▸ Records supplied:

>>>>>

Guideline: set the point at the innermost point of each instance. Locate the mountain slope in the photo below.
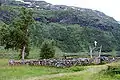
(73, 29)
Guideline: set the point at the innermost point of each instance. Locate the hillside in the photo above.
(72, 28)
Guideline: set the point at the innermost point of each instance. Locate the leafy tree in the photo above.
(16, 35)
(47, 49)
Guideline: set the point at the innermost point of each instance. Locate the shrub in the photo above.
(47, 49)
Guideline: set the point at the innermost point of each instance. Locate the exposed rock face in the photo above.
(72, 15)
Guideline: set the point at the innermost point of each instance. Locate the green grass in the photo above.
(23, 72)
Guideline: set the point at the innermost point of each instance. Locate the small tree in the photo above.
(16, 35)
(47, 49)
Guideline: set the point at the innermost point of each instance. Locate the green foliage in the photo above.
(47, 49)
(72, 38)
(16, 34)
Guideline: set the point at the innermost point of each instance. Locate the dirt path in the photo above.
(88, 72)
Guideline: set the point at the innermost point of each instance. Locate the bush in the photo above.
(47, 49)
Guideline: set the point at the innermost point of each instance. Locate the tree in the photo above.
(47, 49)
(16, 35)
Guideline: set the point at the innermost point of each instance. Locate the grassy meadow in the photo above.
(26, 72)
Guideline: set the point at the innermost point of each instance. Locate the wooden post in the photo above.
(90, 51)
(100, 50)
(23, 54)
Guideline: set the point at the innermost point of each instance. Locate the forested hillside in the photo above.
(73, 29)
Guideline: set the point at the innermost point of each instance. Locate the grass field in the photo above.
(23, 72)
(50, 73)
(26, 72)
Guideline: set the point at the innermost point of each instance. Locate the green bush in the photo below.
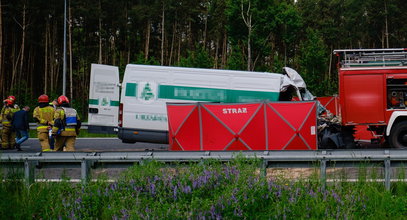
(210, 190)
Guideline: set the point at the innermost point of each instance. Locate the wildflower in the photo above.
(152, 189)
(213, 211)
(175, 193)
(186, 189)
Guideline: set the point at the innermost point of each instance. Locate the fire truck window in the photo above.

<<<<<

▸ Task objective: Repeat the listing word for word, but without its pictures.

▸ Your solution:
Guideline: set the point at the innermost point of each instance. Locate the mountain slope in the photo below.
(73, 29)
Guideline: set the point at the innermost point of each instance. Locate the hillside in the photo above.
(72, 28)
Guideline: set the point at the innermost point of each instance. Locate the leafy tree in the photo above.
(16, 35)
(47, 49)
Guideline: set the point at the innermost point of each instance. Locate the shrub in the photo above.
(47, 49)
Guideline: set the point at the innermost point of each instance. Locate the exposed rock face in the photo above.
(72, 15)
Guideline: set the point at the innermost point of each instance. Locate the green grass in the photo above.
(23, 72)
Guideline: set the point at the innermost point of each instance. Locate the small tree in the photo above.
(16, 35)
(47, 49)
Guideline: set the point at the innermost point of each instance. Locate the green foliage in the photo above.
(47, 49)
(72, 38)
(16, 34)
Guideline: set the point at the innermost point of each instance. Locate the dirt path in the photo above.
(88, 72)
Guideline: set the point at the innermost point of each instance. Locate the bush in the photo above.
(47, 49)
Guideline: set the point at the innermost point of each instance. Locate the tree in the photo above.
(47, 49)
(16, 35)
Guideline: set the point at the innermost point of each instance. Locate the grassy meadow in the photo above.
(26, 72)
Guideline: set the point at the innermost point of each instance. Locate the wooden post in the photo above.
(90, 51)
(100, 50)
(23, 54)
Guideline: set the point at the innermost point of each instance. Locate the forested hillside in the photo above.
(73, 29)
Guideline: set the point at the innermost point of each instance. Locate the grass field in the photo above.
(23, 72)
(50, 73)
(26, 72)
Guideline: set the point at the innermost point of each instance. Locate the green bush in the photo below.
(210, 190)
Guideline: set the point at the innermost point of each instance. Locate the wildflower in the photo above.
(152, 189)
(213, 211)
(175, 193)
(186, 189)
Guideline: set the point at the innermost point of each instance. Locate the fire truck window in the photo above.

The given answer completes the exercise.